- _What the exercise asks_
Render every line of the material below as a JSON list of strings, one string per line, omitting any blank lines.

- _Provided material_
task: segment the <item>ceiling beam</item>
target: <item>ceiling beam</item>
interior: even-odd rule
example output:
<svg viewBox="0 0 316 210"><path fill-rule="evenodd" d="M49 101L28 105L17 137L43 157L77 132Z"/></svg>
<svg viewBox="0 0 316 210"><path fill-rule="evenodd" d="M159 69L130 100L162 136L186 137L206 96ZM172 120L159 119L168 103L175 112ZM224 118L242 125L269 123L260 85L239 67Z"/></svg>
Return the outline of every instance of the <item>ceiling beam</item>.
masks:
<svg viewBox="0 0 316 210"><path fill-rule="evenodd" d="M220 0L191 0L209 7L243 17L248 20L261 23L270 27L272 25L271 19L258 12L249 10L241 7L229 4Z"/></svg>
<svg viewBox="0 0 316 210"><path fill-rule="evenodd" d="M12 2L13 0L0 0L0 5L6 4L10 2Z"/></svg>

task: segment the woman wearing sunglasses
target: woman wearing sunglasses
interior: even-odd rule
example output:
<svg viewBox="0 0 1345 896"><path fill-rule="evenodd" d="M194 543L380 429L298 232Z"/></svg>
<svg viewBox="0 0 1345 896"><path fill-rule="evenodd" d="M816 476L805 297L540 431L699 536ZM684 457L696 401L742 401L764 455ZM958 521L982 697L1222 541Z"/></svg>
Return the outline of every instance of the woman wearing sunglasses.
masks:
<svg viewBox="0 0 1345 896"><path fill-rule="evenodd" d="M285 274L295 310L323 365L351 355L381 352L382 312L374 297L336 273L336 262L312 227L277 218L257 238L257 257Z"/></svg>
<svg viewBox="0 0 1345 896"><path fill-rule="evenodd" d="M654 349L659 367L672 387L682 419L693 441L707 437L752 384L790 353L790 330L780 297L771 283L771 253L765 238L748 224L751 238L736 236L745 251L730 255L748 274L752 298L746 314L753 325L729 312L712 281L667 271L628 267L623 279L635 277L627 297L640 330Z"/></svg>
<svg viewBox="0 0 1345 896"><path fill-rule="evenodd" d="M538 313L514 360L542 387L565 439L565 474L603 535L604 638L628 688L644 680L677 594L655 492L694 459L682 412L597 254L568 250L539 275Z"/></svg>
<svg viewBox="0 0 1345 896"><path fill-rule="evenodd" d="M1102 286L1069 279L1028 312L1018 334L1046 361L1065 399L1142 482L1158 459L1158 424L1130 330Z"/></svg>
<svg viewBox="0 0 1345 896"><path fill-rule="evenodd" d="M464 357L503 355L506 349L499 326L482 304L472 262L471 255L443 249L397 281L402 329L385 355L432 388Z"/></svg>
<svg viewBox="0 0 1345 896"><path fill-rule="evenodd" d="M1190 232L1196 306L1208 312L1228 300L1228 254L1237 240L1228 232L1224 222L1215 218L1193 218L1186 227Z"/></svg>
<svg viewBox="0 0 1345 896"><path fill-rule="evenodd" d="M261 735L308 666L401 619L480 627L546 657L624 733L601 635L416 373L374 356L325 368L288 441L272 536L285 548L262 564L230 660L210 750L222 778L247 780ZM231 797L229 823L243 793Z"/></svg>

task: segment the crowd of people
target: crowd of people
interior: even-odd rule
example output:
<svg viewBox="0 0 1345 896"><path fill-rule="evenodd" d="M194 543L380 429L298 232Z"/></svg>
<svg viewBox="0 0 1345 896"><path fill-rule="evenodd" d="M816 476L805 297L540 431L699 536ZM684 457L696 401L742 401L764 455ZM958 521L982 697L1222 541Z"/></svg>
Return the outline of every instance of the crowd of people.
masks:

- _The result_
[
  "task: segment the <item>ceiling beam</item>",
  "target: <item>ceiling beam</item>",
  "interior: even-odd rule",
  "example output:",
  "<svg viewBox=\"0 0 316 210\"><path fill-rule=\"evenodd\" d=\"M49 101L28 105L17 137L43 157L77 132Z\"/></svg>",
  "<svg viewBox=\"0 0 316 210\"><path fill-rule=\"evenodd\" d=\"M159 69L130 100L162 136L186 137L206 96ZM172 120L159 119L168 103L175 112ZM224 118L242 125L269 123L260 85L239 67Z\"/></svg>",
  "Return the outline of every instance of the <item>ceiling beam</item>.",
  "masks:",
  "<svg viewBox=\"0 0 316 210\"><path fill-rule=\"evenodd\" d=\"M220 0L191 0L209 7L243 17L248 20L261 23L270 27L272 25L271 19L258 12L249 10L241 7L229 4Z\"/></svg>",
  "<svg viewBox=\"0 0 316 210\"><path fill-rule=\"evenodd\" d=\"M12 2L13 0L0 0L0 5L6 4L10 2Z\"/></svg>",
  "task: segment the woman wearing sunglasses",
  "target: woman wearing sunglasses",
  "interior: even-odd rule",
  "example output:",
  "<svg viewBox=\"0 0 1345 896\"><path fill-rule=\"evenodd\" d=\"M194 543L380 429L298 232Z\"/></svg>",
  "<svg viewBox=\"0 0 1345 896\"><path fill-rule=\"evenodd\" d=\"M816 476L805 297L540 431L699 536ZM684 457L696 401L742 401L764 455ZM958 521L982 697L1222 541Z\"/></svg>",
  "Return the outline of every instance of the woman wearing sunglasses.",
  "masks:",
  "<svg viewBox=\"0 0 1345 896\"><path fill-rule=\"evenodd\" d=\"M285 274L295 310L323 365L351 355L381 352L382 312L374 297L336 273L336 262L312 227L277 218L257 238L257 257Z\"/></svg>",
  "<svg viewBox=\"0 0 1345 896\"><path fill-rule=\"evenodd\" d=\"M654 349L659 367L672 387L682 419L693 441L707 437L752 384L790 353L790 330L780 297L771 283L771 253L765 238L748 224L751 238L736 236L745 251L730 255L748 274L752 298L746 314L753 325L729 312L712 281L667 271L628 267L623 279L635 277L627 297L640 330Z\"/></svg>",
  "<svg viewBox=\"0 0 1345 896\"><path fill-rule=\"evenodd\" d=\"M538 313L514 360L542 387L565 439L565 474L603 535L604 638L628 688L644 680L677 594L655 492L694 459L682 412L597 254L568 250L539 275Z\"/></svg>",
  "<svg viewBox=\"0 0 1345 896\"><path fill-rule=\"evenodd\" d=\"M1102 286L1069 279L1028 312L1018 334L1046 361L1065 399L1142 482L1158 459L1158 424L1130 330Z\"/></svg>",
  "<svg viewBox=\"0 0 1345 896\"><path fill-rule=\"evenodd\" d=\"M464 357L503 355L506 349L499 326L482 304L472 262L471 255L443 249L397 281L402 329L385 355L432 388Z\"/></svg>",
  "<svg viewBox=\"0 0 1345 896\"><path fill-rule=\"evenodd\" d=\"M1190 232L1196 306L1208 312L1228 300L1228 254L1237 240L1228 232L1224 222L1215 218L1193 218L1186 227Z\"/></svg>",
  "<svg viewBox=\"0 0 1345 896\"><path fill-rule=\"evenodd\" d=\"M261 735L308 666L401 619L480 627L546 657L624 733L601 635L416 373L374 356L325 368L288 441L272 536L285 548L262 564L230 660L210 750L222 778L247 780ZM231 797L229 823L243 793Z\"/></svg>",
  "task: segment the crowd of people",
  "target: crowd of people",
  "interior: even-odd rule",
  "example output:",
  "<svg viewBox=\"0 0 1345 896\"><path fill-rule=\"evenodd\" d=\"M194 543L380 429L298 232Z\"/></svg>",
  "<svg viewBox=\"0 0 1345 896\"><path fill-rule=\"evenodd\" d=\"M816 476L805 297L540 431L699 536ZM684 457L696 401L742 401L764 455ZM958 521L982 697L1222 541Z\"/></svg>",
  "Return the outline of every instance of the crowd of people.",
  "masks:"
]